***** Page excerpt

Pengrowth Energy Corporation (OTCQX:PGHEF) Q3 2018 Earnings Conference Call November 8, 2018 11:00 AM ET
Tom McMillan – Investor Relations
Pete Sametz – Chief Executive Officer
Chris Webster – Chief Financial Officer
Randy Steele – Chief Operating Officer
Shailender Randhawa – RBC
Good morning, ladies and gentlemen, and welcome to Pengrowth Energy Corporation's Third Quarter 2018 Financial Results Conference call. After the presentation, we will conduct a question-and-answer session and instructions will be provided at that time. Please note that this call is being recorded today, November 8, 2018, at 9:00 a.m. Mountain Time.
On the call today, we have Pete Sametz, our Chief Executive Officer; Chris Webster, our Chief Financial Officer; and Randy Steele, our Chief Operating Officer. My name is Tom McMillan, and I manage Pengrowth's Investor Relations.

**********

> [Directives]:
A – Summarize the transcript excerpt in two sentences.
B – Print everything in the transcript excerpt from "Pengrowth Energy Corporation (OTCQX:PGHEF)" down to "Pengrowth's Investor Relations.".

***** Information supplied

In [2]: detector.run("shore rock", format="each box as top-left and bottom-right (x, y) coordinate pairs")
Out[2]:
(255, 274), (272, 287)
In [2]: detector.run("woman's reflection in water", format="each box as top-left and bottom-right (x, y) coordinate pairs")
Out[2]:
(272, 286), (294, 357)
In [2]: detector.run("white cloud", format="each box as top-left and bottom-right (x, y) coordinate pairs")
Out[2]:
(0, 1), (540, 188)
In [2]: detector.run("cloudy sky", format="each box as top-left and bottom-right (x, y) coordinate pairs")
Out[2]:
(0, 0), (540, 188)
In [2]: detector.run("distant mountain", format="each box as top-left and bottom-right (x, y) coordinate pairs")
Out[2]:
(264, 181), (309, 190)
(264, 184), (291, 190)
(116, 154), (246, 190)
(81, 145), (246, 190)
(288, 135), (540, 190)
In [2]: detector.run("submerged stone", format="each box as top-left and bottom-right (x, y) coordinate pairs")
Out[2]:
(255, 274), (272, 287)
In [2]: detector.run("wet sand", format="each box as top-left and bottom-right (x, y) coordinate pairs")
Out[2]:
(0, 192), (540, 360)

**********

> [Results for each task]:
A – Pengrowth Energy Corporation's conference call on its third-quarter 2018 financial results, held November 8, 2018, is being recorded and will include a question-and-answer session after the presentation. Tom McMillan, who manages Pengrowth's investor relations, introduces Chief Executive Officer Pete Sametz, Chief Financial Officer Chris Webster, and Chief Operating Officer Randy Steele.

B –
Pengrowth Energy Corporation (OTCQX:PGHEF) Q3 2018 Earnings Conference Call November 8, 2018 11:00 AM ET
Tom McMillan – Investor Relations
Pete Sametz – Chief Executive Officer
Chris Webster – Chief Financial Officer
Randy Steele – Chief Operating Officer
Shailender Randhawa – RBC
Good morning, ladies and gentlemen, and welcome to Pengrowth Energy Corporation's Third Quarter 2018 Financial Results Conference call. After the presentation, we will conduct a question-and-answer session and instructions will be provided at that time. Please note that this call is being recorded today, November 8, 2018, at 9:00 a.m. Mountain Time.
On the call today, we have Pete Sametz, our Chief Executive Officer; Chris Webster, our Chief Financial Officer; and Randy Steele, our Chief Operating Officer. My name is Tom McMillan, and I manage Pengrowth's Investor Relations.